━━━ AVAILABLE RECORDS
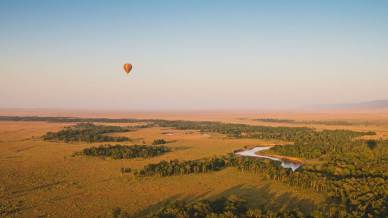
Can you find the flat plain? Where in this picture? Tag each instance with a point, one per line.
(45, 179)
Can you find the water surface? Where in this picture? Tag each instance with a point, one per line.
(252, 153)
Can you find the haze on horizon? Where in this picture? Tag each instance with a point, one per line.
(192, 54)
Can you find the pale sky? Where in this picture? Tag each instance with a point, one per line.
(192, 54)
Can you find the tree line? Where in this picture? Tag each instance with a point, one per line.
(87, 132)
(125, 152)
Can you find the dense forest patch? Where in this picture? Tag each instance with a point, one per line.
(125, 151)
(87, 132)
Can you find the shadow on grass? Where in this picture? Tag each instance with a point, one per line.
(257, 197)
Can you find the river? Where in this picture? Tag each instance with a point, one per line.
(252, 153)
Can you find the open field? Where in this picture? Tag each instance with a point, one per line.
(42, 178)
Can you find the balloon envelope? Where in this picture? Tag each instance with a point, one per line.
(127, 68)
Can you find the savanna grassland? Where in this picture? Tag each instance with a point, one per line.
(74, 168)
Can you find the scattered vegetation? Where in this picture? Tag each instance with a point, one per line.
(351, 172)
(126, 152)
(87, 132)
(307, 122)
(355, 183)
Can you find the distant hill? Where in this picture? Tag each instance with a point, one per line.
(378, 104)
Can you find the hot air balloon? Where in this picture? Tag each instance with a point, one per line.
(127, 68)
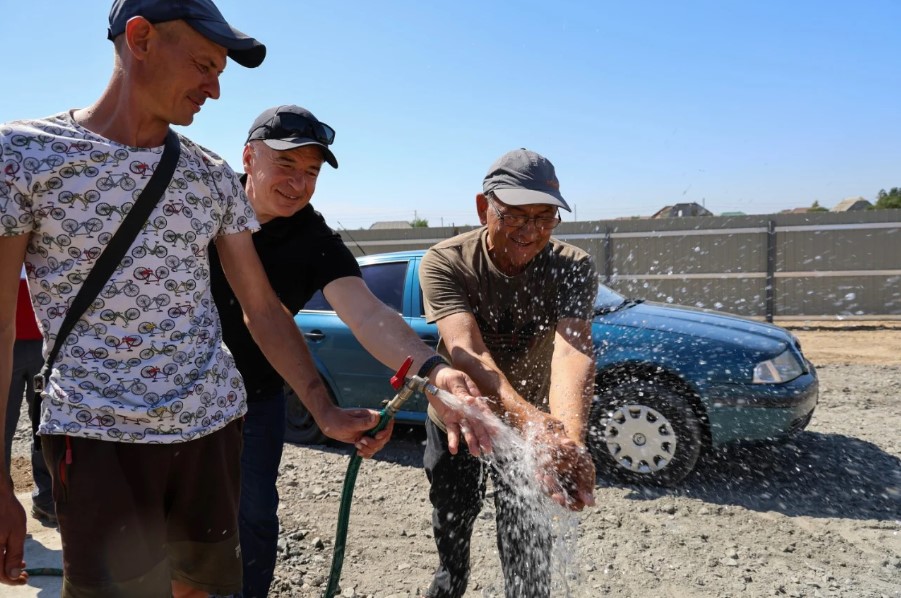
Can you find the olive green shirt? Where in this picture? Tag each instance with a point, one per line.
(516, 315)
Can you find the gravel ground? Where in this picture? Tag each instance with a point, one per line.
(820, 516)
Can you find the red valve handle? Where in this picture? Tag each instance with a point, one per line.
(398, 379)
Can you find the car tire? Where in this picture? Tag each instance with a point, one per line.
(642, 431)
(300, 426)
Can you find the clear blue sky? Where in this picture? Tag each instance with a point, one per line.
(754, 106)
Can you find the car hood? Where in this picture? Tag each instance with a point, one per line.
(742, 334)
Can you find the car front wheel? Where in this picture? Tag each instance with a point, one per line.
(643, 432)
(300, 427)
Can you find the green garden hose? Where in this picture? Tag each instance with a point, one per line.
(405, 387)
(47, 571)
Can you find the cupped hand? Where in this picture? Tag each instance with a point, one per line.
(468, 415)
(568, 473)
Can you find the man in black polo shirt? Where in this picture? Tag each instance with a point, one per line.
(284, 152)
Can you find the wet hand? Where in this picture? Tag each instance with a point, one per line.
(470, 417)
(568, 474)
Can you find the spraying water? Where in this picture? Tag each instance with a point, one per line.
(517, 460)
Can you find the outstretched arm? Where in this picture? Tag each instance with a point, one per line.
(274, 330)
(572, 389)
(388, 338)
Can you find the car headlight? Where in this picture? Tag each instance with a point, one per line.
(782, 368)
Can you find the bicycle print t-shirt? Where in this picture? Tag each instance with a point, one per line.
(145, 363)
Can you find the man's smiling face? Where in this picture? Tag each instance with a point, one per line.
(512, 248)
(280, 183)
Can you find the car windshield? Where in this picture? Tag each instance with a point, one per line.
(608, 300)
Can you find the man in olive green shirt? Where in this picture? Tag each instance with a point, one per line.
(513, 308)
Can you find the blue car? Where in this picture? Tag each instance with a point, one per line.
(672, 381)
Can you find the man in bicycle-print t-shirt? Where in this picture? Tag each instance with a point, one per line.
(141, 414)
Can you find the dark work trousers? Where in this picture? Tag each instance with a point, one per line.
(264, 437)
(27, 362)
(457, 491)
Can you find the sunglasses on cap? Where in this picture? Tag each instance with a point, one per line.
(287, 125)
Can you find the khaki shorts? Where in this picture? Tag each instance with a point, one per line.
(133, 517)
━━━━━━
# WHAT TO WORK ON:
Return a verbatim transcription of the data, omitting all images.

# RESPONSE:
Can you find the flat plain? Where in this picture? Tag each instance with a point, one per line.
(45, 179)
Can you find the water surface? Where in this picture? Tag each instance with a point, one per line.
(252, 153)
Can you find the haze on horizon? Where in this picture? Tag each instance with a point, one per line.
(192, 54)
Can you find the pale sky? Where in this picture? Tag each instance with a point, one per line.
(192, 54)
Can you find the tree line? Where in this picture? Tag each instance with a point, one per line.
(87, 132)
(125, 152)
Can you find the dense forest patch? Where in this picture? Tag each instance with a point, one per line.
(125, 151)
(87, 132)
Can you find the shadow on grass? Where in this picture? Tag each instance with a point, one per line.
(257, 197)
Can you find the river? Where in this picture? Tag each instance with a point, one per line.
(252, 153)
Can you find the open field? Where in this picture? Tag each instance with a point, one per line.
(42, 178)
Can you find the balloon envelope? Where in this picture? Tag each instance with a point, one per line.
(127, 68)
Can you find the savanna grassland? Where in this picture? Tag each instance with a point, one per line.
(74, 168)
Can you find the scattered vegetation? Where in this picture? Tag each instance with a point, one per line.
(351, 172)
(126, 152)
(87, 132)
(307, 122)
(355, 183)
Can you find the distant hill? Where in this picture? Tag each instance with a point, one per line.
(378, 104)
Can you find the hot air balloon? Where in this picture? Tag each instance with a point, one per line.
(127, 68)
Can you find the olive green shirt? Where in this picture? Tag each instance with a point, one per line.
(516, 315)
Can you find the gravel ground? Where in this picture? Tag each instance with a point, one per line.
(820, 516)
Can you find the red valve handle? Where in this picture? Tag each instance with a point, one per line.
(398, 379)
Can you find the car tire? Where in this picture? Tag each instance with a point, one per line.
(642, 431)
(300, 426)
Can you find the clear blue sky? Where in this picture? Tag each instance with a point, one per line.
(754, 106)
Can you find the car hood? Where in this picture? Tag each instance with a point, one per line.
(742, 334)
Can you find the car front wheel? Where in this picture? Tag each instance with a point, one per line.
(643, 432)
(300, 427)
Can you find the green garden hose? Where in this picture? Tag each instance with a point, one per line.
(405, 387)
(47, 571)
Can you find the cupped hand? Where in this picture? Tag each instance with a point, one per line.
(468, 415)
(568, 473)
Can you find the man in black polo shirt? Where in this picture? Tag each instance with a point, one per line.
(284, 152)
Can you find the wet hand? Where in this picture? Tag each instance with a point, one per line.
(470, 417)
(568, 474)
Can you find the spraying water? Where in this picture? Tag each instance with a point, one per line.
(517, 460)
Can you find the outstretched arm? Where in this picture? Tag each instance with a point, one per line.
(274, 330)
(572, 389)
(388, 338)
Can you find the car headlight? Where in this picture? Tag each instance with a point, one per line.
(782, 368)
Can you find the bicycle print t-shirt? Where in this picture? Tag each instance with a point, one per line.
(145, 363)
Can you find the man's smiling face? Where in this picture? Tag each instance with a point, one per line.
(512, 248)
(280, 183)
Can you find the car windshield? Where in this picture? Tag each instance with a point, one per line.
(608, 300)
Can you find the man in olive green shirt? Where in this picture? Tag each instance with a point, one per line.
(513, 308)
Can you find the blue car? Where in this picture? Tag each instance with a point, one per line.
(672, 381)
Can you find the man in bicycle-print t-shirt? Where in this picture? Tag each instance with a point, one per line.
(141, 414)
Can you find the dark work trousers? Where in this picture? Tag each instance with a point, one per line.
(264, 437)
(27, 362)
(457, 491)
Can you find the sunglasses on cap? Where in this picture? Tag each instance with a point, one per line.
(287, 125)
Can you find the khaki shorts? Where in this picture? Tag each instance with a point, one per line.
(133, 517)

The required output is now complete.